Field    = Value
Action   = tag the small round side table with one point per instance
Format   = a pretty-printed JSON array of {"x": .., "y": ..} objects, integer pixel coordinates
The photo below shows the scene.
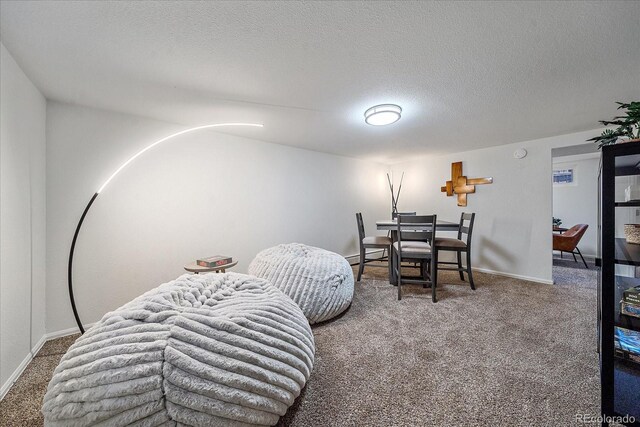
[{"x": 193, "y": 267}]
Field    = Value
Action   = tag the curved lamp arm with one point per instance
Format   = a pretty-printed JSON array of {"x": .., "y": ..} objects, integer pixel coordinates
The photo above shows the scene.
[{"x": 86, "y": 209}]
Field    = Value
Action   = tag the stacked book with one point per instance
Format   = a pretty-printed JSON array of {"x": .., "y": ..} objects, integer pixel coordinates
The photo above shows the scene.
[
  {"x": 214, "y": 261},
  {"x": 630, "y": 304},
  {"x": 627, "y": 341}
]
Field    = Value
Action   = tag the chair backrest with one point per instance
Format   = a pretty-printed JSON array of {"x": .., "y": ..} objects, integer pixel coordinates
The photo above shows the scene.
[
  {"x": 394, "y": 215},
  {"x": 466, "y": 227},
  {"x": 421, "y": 220},
  {"x": 360, "y": 226},
  {"x": 576, "y": 232}
]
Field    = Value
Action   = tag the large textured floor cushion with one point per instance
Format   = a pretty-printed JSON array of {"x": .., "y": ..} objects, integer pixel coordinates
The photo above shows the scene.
[
  {"x": 319, "y": 281},
  {"x": 202, "y": 350}
]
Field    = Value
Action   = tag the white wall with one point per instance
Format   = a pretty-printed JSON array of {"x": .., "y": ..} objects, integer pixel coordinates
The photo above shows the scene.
[
  {"x": 513, "y": 223},
  {"x": 577, "y": 203},
  {"x": 22, "y": 219},
  {"x": 201, "y": 194}
]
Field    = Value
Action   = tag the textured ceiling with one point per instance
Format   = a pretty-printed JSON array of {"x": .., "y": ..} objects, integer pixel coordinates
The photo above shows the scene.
[{"x": 468, "y": 75}]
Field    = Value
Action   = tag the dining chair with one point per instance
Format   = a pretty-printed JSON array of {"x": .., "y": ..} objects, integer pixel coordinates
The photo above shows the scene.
[
  {"x": 568, "y": 241},
  {"x": 418, "y": 250},
  {"x": 459, "y": 245},
  {"x": 371, "y": 242}
]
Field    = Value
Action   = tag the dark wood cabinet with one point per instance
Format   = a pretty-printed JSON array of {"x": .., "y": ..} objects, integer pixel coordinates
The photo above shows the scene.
[{"x": 619, "y": 332}]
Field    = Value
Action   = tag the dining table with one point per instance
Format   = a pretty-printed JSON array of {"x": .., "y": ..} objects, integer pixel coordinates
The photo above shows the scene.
[{"x": 392, "y": 225}]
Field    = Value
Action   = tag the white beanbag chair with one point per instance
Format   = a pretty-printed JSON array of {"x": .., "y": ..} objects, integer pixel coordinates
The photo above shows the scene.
[
  {"x": 202, "y": 350},
  {"x": 319, "y": 281}
]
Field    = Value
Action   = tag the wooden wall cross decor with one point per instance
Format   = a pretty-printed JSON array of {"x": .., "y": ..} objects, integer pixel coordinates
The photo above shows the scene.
[{"x": 460, "y": 185}]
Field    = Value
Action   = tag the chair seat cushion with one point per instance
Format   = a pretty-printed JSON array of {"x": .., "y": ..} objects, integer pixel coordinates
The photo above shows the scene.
[
  {"x": 447, "y": 242},
  {"x": 377, "y": 241},
  {"x": 410, "y": 248}
]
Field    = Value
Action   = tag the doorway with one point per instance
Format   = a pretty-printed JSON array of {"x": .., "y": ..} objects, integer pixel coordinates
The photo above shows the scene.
[{"x": 575, "y": 214}]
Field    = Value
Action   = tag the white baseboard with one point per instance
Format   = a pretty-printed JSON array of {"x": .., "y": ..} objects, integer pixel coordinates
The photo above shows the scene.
[
  {"x": 21, "y": 367},
  {"x": 65, "y": 332},
  {"x": 355, "y": 259},
  {"x": 514, "y": 276}
]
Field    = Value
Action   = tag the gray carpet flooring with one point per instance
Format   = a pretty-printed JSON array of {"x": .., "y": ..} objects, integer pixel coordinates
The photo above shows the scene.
[{"x": 511, "y": 353}]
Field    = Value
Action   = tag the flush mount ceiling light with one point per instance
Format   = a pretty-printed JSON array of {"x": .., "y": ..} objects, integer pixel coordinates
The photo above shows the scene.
[{"x": 383, "y": 114}]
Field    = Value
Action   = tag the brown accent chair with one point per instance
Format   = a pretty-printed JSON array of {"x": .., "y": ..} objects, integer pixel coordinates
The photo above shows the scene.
[{"x": 568, "y": 241}]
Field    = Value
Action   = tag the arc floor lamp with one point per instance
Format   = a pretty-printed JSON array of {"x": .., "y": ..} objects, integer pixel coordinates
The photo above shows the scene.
[{"x": 86, "y": 209}]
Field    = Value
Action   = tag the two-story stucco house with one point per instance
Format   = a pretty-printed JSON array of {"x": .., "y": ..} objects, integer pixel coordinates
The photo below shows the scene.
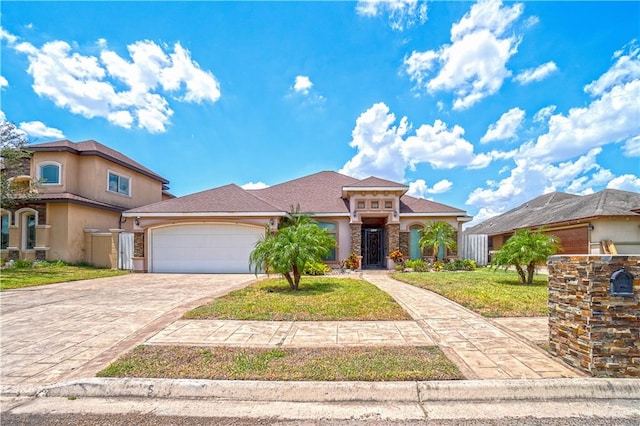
[
  {"x": 83, "y": 188},
  {"x": 216, "y": 230}
]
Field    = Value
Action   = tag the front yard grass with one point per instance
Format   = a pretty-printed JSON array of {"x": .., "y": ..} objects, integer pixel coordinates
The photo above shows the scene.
[
  {"x": 291, "y": 364},
  {"x": 322, "y": 298},
  {"x": 50, "y": 273},
  {"x": 491, "y": 293}
]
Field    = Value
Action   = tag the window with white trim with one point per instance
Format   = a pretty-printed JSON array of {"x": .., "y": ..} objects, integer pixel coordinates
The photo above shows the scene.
[
  {"x": 119, "y": 184},
  {"x": 4, "y": 242},
  {"x": 49, "y": 173},
  {"x": 331, "y": 229}
]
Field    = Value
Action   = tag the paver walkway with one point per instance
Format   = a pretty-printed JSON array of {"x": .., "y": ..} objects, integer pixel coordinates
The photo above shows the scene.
[
  {"x": 292, "y": 333},
  {"x": 479, "y": 346},
  {"x": 70, "y": 330}
]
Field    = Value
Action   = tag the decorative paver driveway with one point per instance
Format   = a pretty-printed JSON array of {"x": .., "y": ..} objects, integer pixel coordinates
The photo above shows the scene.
[{"x": 64, "y": 331}]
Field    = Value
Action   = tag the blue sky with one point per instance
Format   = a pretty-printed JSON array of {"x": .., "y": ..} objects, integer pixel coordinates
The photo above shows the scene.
[{"x": 479, "y": 105}]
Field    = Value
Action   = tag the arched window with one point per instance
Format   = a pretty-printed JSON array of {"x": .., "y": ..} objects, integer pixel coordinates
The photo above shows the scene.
[
  {"x": 28, "y": 231},
  {"x": 49, "y": 173},
  {"x": 4, "y": 241},
  {"x": 414, "y": 243},
  {"x": 331, "y": 230}
]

····················

| WHAT NEEDS TO BE DONE |
Leave the pictures out and reproduce all of the records exactly.

| ANSWER BELOW |
Field    = Value
Action   = tag the small round side table with one point per instance
Format   = a pretty-printed JSON array of {"x": .., "y": ..} objects, integer pixel coordinates
The photo below shows the scene.
[{"x": 193, "y": 267}]
Field    = Value
Action   = tag the curved lamp arm with one point per instance
Format   = a pretty-printed JSON array of {"x": .., "y": ..} objects, integer pixel coordinates
The photo above shows the scene.
[{"x": 86, "y": 209}]
Field    = Value
Action   = tag the stacked book with one point per instance
Format   = a pretty-printed JSON array of {"x": .., "y": ..} objects, integer pixel coordinates
The photo above shows the scene.
[
  {"x": 214, "y": 261},
  {"x": 630, "y": 304},
  {"x": 627, "y": 341}
]
Field    = Value
Action   = tag the chair backrest with one point per instance
Format   = a pretty-printed JSON array of {"x": .., "y": ..} objects, integer pixel coordinates
The photo above shows the scene.
[
  {"x": 394, "y": 215},
  {"x": 466, "y": 227},
  {"x": 421, "y": 220},
  {"x": 360, "y": 226},
  {"x": 576, "y": 232}
]
Field    = Value
Action   = tag the large textured floor cushion with one point per instance
Format   = a pretty-printed JSON array of {"x": .., "y": ..} objects, integer pixel coordinates
The photo above shows the scene.
[
  {"x": 319, "y": 281},
  {"x": 202, "y": 350}
]
Field    = Value
Action   = tag the white wall with one point per instance
Format   = a pretty-printed JSON array of {"x": .., "y": ..} objects, integer pixel coordinates
The photo above shows the scene.
[
  {"x": 513, "y": 223},
  {"x": 577, "y": 203},
  {"x": 22, "y": 219},
  {"x": 201, "y": 194}
]
Field    = Value
Action   = tag the textured ceiling with one point per instance
Format   = a pretty-printed JSON array of {"x": .., "y": ..} objects, integer pixel coordinates
The photo above shows the scene.
[{"x": 468, "y": 75}]
Field    = Value
Action   = tag the dining chair with one point per instance
Format   = a pretty-printed JSON array of {"x": .., "y": ..} objects, integer pixel coordinates
The photo above shows the scene.
[
  {"x": 568, "y": 241},
  {"x": 418, "y": 250},
  {"x": 459, "y": 245},
  {"x": 371, "y": 242}
]
Field    = Value
Action   = tag the dark wood cabinet with one point per instance
Format   = a pretty-printed JSON array of {"x": .., "y": ..} objects, integer pixel coordinates
The photo above shows the scene.
[{"x": 619, "y": 332}]
Field    = Value
Action   = tag the dining table with one point per instance
Format   = a pretty-printed JSON array of {"x": .., "y": ..} objects, integer pixel coordinates
The photo above shows the scene.
[{"x": 392, "y": 225}]
Field    = Value
Action   = tag the white beanbag chair with one point per instance
Format   = a pretty-printed JSON array of {"x": .., "y": ..} objects, integer pixel coordinates
The photo above shows the scene.
[
  {"x": 202, "y": 350},
  {"x": 319, "y": 281}
]
Field    = Value
Action   = tag the wooden wall cross decor with one point per instance
Format   = a pretty-printed JSON array of {"x": .., "y": ..} objects, integer pixel coordinates
The photo above shows the scene.
[{"x": 460, "y": 185}]
Field    = Value
Action   = tag the chair seat cushion with one point per instance
Format   = a pretty-printed JSON array of {"x": .., "y": ..} objects, integer pixel coordinates
The photo above shows the scene.
[
  {"x": 447, "y": 242},
  {"x": 377, "y": 241},
  {"x": 410, "y": 248}
]
Field    = Value
Action   = tag the doorway with one point per instance
Format   = a pretty-printed JSON array of {"x": .., "y": ..} objects, integer pixel coordinates
The photo above shows the scene.
[{"x": 575, "y": 214}]
Field    = Value
Action   = tag the white baseboard with one point per instance
Format   = a pretty-printed JSON array of {"x": .., "y": ..} objects, integer pixel coordinates
The photo above shows the scene.
[
  {"x": 21, "y": 367},
  {"x": 65, "y": 332},
  {"x": 355, "y": 259},
  {"x": 514, "y": 276}
]
Field    = Value
Action   = tag the gray carpet flooring with one point per instance
Format   = a pretty-printed JSON array of {"x": .., "y": ..} objects, integer pixel coordinates
The photo above shows the scene.
[{"x": 511, "y": 353}]
Field    = Value
Action   = tag the flush mount ceiling light with one point per instance
Format   = a pretty-printed JSON array of {"x": .., "y": ..} objects, integer pixel coordinates
The photo above shows the scene.
[{"x": 383, "y": 114}]
Field    = Value
Action   = tag the brown accent chair with one point per instance
Format   = a pretty-printed JSON array of {"x": .., "y": ..} objects, integer pixel coordinates
The photo above shows the scene.
[{"x": 568, "y": 241}]
Field    = Value
Action   = tag the arc floor lamp with one point per instance
Format   = a pretty-printed JSON array of {"x": .., "y": ..} objects, integer pixel coordinates
The photo above shows the scene.
[{"x": 86, "y": 209}]
Field    = Value
Action   = tag the two-story stucco house with one point per instance
Format   = a pretty-printed JSON array of {"x": .., "y": ..} objects, integer pixel coordinates
The photo below shows the scene.
[
  {"x": 83, "y": 188},
  {"x": 216, "y": 230}
]
Field    = Value
Action   = tag the front yard grass with one point per instance
Format   = a pretty-printed JSON array of {"x": .., "y": ..} objects, integer pixel coordinates
The photo above shows the scene.
[
  {"x": 291, "y": 364},
  {"x": 322, "y": 298},
  {"x": 50, "y": 273},
  {"x": 491, "y": 293}
]
Field    = Value
Action   = tag the window with white trim with one point per instance
Format   = a pretty-printed JSON array of {"x": .., "y": ..} objects, integer pixel coordinates
The photo above shows the scene.
[
  {"x": 119, "y": 184},
  {"x": 4, "y": 242},
  {"x": 49, "y": 173},
  {"x": 331, "y": 229}
]
Field    = Value
Action   = tag the paver walkway with one point per instance
Format   = a pretty-printed JSON array of {"x": .., "y": ..} objects, integer pixel coordinates
The photo above shows the scene.
[
  {"x": 292, "y": 333},
  {"x": 479, "y": 346},
  {"x": 70, "y": 330}
]
Field    = Value
Action   = tag the decorative paver driveway with one point per instance
Format   = a pretty-printed JSON array of {"x": .., "y": ..} objects, integer pixel coordinates
The photo above shows the scene.
[{"x": 64, "y": 331}]
Field    = Value
Action   = tag the blue sky with one point per instance
Format   = a pretty-printed JSON array of {"x": .., "y": ..} objects, integer pixel coordinates
The photo above shows the scene.
[{"x": 479, "y": 105}]
Field    = Value
Action   = tag the arched window with one point per instance
Format   = a pretty-printed JSON array of {"x": .., "y": ..} objects, integer pixel coordinates
The photo above shows the scene.
[
  {"x": 28, "y": 231},
  {"x": 49, "y": 173},
  {"x": 4, "y": 241},
  {"x": 414, "y": 243},
  {"x": 331, "y": 230}
]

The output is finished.